Go through the records and filter out every line lacking the word "below"; copy the lines that remain.

** Opening Study material block **

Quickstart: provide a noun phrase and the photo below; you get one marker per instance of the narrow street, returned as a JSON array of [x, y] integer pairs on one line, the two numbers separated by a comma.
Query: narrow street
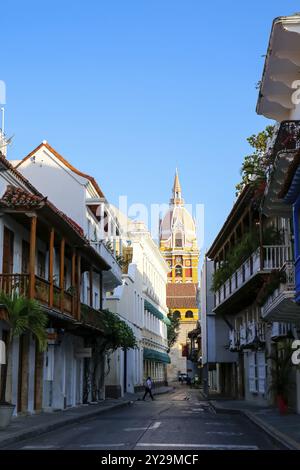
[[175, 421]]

** Closing Study material block **
** Opening Study material block **

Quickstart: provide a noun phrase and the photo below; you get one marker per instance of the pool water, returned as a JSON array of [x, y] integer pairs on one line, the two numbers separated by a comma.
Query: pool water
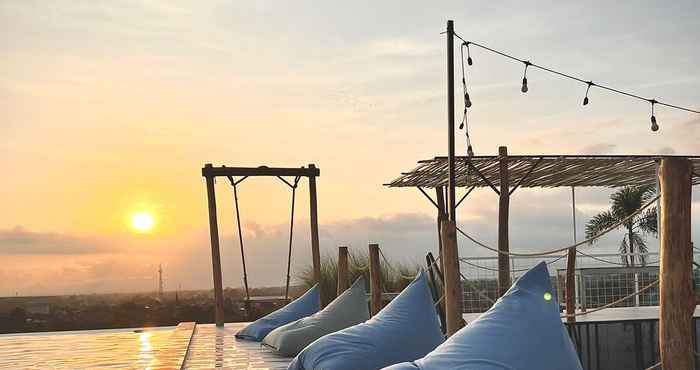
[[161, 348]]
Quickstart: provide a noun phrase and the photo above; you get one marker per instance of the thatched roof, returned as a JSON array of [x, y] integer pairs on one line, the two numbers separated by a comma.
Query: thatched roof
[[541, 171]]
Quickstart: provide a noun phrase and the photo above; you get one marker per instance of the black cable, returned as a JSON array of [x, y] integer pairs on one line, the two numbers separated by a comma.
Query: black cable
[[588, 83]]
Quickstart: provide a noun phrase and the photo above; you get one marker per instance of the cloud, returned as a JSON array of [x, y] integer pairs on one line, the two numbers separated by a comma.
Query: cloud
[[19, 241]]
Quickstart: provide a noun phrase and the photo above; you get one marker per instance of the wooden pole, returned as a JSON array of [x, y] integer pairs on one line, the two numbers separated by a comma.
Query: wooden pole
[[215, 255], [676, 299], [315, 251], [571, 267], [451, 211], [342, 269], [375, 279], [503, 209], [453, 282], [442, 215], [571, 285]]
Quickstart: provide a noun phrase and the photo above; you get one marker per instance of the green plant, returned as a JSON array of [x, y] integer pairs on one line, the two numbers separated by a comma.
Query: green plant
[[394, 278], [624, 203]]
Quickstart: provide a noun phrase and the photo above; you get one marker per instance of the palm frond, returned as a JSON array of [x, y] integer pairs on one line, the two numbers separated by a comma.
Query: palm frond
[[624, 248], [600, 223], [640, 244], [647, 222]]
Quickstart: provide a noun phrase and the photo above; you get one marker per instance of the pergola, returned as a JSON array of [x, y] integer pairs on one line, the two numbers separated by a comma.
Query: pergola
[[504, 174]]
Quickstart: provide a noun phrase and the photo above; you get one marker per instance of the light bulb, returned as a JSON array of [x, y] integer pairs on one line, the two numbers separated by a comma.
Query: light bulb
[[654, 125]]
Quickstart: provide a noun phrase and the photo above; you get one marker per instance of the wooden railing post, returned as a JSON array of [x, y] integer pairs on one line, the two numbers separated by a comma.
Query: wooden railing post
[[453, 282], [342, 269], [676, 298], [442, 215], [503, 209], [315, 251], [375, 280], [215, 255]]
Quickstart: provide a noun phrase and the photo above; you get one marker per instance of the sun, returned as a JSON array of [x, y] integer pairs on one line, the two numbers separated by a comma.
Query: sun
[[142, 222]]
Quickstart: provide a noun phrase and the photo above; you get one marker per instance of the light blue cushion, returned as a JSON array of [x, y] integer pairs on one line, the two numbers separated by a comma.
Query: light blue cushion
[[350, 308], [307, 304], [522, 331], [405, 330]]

** Closing Study material block **

### Solved exercise
Quickstart: provide a noun phrase and the photo below; you get one marker per instance of the narrow street, returned as a JSON array of [x, y] integer pairs on one line, the two numbers separated by a comma.
Quickstart: provide a noun phrase and the photo below; you get one marker per instance of the pool water, returned as a JSON array of [x, y] integer pairs on one line, the two numbers separated by a comma.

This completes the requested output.